The records:

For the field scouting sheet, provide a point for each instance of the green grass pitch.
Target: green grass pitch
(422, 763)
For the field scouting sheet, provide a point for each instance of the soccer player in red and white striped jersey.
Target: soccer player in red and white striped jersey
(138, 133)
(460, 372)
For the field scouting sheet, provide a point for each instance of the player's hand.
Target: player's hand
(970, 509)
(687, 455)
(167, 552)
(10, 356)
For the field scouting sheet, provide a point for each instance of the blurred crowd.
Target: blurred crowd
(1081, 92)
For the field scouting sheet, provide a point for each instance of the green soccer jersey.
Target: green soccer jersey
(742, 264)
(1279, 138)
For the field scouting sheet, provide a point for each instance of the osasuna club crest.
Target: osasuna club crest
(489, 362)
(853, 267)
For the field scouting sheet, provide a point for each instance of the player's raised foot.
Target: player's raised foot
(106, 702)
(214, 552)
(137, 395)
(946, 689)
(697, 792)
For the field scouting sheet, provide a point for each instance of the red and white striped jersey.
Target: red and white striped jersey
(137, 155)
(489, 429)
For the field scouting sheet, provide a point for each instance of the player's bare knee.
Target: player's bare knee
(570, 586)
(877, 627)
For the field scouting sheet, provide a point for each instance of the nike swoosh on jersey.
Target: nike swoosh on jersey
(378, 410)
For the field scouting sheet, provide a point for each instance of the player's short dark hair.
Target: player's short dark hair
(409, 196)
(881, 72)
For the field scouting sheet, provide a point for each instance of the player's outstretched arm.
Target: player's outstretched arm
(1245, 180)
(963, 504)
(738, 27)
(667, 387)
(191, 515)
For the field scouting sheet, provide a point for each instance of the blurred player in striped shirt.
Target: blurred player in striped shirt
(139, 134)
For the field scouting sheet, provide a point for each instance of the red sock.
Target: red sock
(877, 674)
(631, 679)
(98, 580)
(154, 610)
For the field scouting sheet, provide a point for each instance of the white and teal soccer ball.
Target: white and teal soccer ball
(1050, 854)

Directive:
Reproduce all of the data above, line for line, with no changes.

Exercise output:
For the field scouting sheet, provide a point for each instance of the green grass pitch.
Target: green grass pitch
(422, 763)
For the field scouting sheet, provide a point for each instance of the soccer player in red and white striped jersey.
Target: soccer player in red and white striped jersey
(138, 133)
(460, 372)
For the field scouting sheet, provide a point for each instance of the player's hand.
Target: player's hand
(970, 509)
(687, 455)
(167, 552)
(10, 356)
For the field scouting sheet, provide a point for each instance of the blurred crowd.
Target: blurred crowd
(1081, 92)
For the field scouting sheet, provide a point for each instance of the green soccer jersey.
Target: green soccer jersey
(742, 264)
(1279, 138)
For the field scouting sheet, provide a point for each instance of the osasuna club crest.
Target: osasuna club crest
(489, 362)
(853, 267)
For the field scouting sheet, provide a point for each instance of the player's raised foot.
Target: player's raised foot
(106, 702)
(214, 552)
(137, 395)
(946, 689)
(697, 792)
For the field scouting sheet, provide a point for each instance of the red and white striped jersey.
Target: red and white striped jersey
(137, 155)
(489, 429)
For the field scouting sheet, provide a point for each instance of the player's bare knee.
Target: player's bare knee
(570, 586)
(877, 627)
For the field scouting sheet, provide a point for each instance of the nike swoosh on jersey.
Target: nike swoosh on jersey
(378, 410)
For the field scouting sheet, provide a point for each instance of the player's short dark hair.
Target: player's short dark hair
(409, 196)
(881, 72)
For the field scouting sheet, provide a point for each instance of the player's outstretched arm.
Target: player's outstretched arm
(1245, 180)
(963, 504)
(738, 27)
(667, 387)
(191, 515)
For the field scouting sheet, provide a point for each instance of the blurred player in striped shirt.
Target: blurred player in striped shirt
(139, 134)
For the field scouting sheet, provide a point for each instance of the red sock.
Target: red sock
(877, 674)
(631, 679)
(98, 580)
(154, 610)
For the field scouting sheet, provide a point for each instance of the white and teal soccer ball.
Target: white and teal soccer ball
(1050, 854)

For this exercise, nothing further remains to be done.